The listing that follows should be duplicated character for character.
======== Data in this exercise
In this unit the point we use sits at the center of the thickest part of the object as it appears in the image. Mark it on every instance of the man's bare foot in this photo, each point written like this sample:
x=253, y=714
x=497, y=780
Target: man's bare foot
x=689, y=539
================
**Output below:**
In this unit the point we use sits at the center of the thickest part of the object as it appears in the image. Mark it on every instance of the man's bare foot in this photo, each point written like this sample:
x=253, y=714
x=497, y=780
Target: man's bare foot
x=689, y=539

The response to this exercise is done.